Records from a set of point labels
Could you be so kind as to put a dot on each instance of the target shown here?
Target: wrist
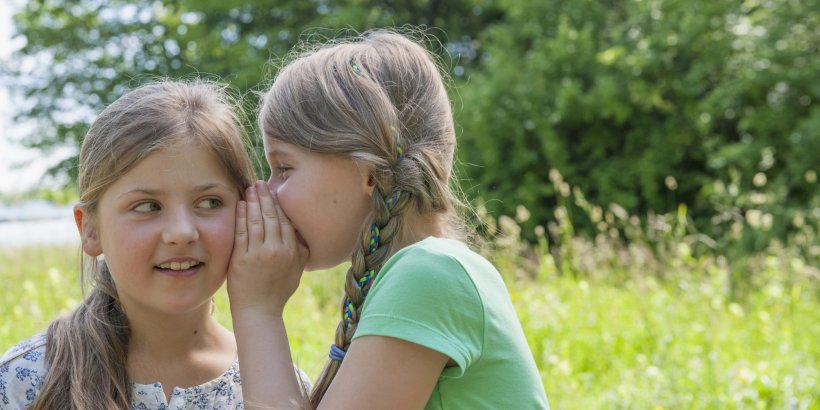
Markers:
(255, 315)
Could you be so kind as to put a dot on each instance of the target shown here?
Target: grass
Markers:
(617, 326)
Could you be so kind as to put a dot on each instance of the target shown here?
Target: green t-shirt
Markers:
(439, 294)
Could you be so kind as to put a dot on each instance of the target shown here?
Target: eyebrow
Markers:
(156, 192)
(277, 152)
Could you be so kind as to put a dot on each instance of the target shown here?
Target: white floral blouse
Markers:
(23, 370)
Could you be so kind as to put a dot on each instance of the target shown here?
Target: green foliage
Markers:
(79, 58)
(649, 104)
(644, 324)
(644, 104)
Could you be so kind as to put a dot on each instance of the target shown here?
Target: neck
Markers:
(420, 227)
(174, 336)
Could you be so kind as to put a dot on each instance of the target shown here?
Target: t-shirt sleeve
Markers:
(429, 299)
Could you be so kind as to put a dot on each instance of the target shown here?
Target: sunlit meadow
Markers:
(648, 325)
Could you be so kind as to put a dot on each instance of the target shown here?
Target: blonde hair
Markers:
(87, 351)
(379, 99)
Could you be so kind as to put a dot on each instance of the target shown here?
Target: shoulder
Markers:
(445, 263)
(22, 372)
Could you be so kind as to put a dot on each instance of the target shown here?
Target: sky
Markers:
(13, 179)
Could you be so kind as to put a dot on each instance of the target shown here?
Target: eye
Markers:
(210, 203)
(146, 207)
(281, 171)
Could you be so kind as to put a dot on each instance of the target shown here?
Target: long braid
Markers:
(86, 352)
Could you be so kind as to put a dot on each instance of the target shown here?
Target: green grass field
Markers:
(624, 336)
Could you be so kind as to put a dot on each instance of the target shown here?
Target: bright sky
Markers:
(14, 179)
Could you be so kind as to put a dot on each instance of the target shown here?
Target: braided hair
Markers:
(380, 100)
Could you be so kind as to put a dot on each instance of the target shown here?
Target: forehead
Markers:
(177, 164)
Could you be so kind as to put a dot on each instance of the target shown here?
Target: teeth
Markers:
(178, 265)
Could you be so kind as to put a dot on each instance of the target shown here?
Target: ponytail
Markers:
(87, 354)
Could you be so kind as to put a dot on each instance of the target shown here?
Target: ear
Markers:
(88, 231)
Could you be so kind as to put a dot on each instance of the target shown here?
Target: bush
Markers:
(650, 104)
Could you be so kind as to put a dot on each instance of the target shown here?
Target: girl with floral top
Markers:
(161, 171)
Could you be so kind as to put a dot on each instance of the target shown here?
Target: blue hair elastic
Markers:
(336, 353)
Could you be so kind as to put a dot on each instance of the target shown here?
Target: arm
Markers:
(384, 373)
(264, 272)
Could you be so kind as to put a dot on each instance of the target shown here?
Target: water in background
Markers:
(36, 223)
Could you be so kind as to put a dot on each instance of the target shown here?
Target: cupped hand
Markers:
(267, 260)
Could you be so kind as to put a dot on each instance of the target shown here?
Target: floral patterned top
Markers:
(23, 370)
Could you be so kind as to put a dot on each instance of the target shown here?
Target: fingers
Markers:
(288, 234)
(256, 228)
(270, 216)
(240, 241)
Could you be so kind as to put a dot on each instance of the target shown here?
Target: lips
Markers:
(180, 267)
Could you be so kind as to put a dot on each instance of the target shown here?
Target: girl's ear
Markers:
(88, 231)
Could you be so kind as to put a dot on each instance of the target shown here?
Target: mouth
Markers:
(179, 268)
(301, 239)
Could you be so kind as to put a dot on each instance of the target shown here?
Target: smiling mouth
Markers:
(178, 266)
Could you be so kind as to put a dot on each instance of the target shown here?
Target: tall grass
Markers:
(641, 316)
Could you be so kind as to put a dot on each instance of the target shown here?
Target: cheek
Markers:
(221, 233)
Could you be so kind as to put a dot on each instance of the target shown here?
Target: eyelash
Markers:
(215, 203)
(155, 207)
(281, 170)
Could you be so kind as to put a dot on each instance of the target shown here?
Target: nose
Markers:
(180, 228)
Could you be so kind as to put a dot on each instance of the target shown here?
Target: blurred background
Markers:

Task to carry out
Collect every line of the items above that contains the string "hair" and copy each such line in full. Case counts when matching.

In response
Target: blonde hair
Target: braided hair
Target: blue hair elastic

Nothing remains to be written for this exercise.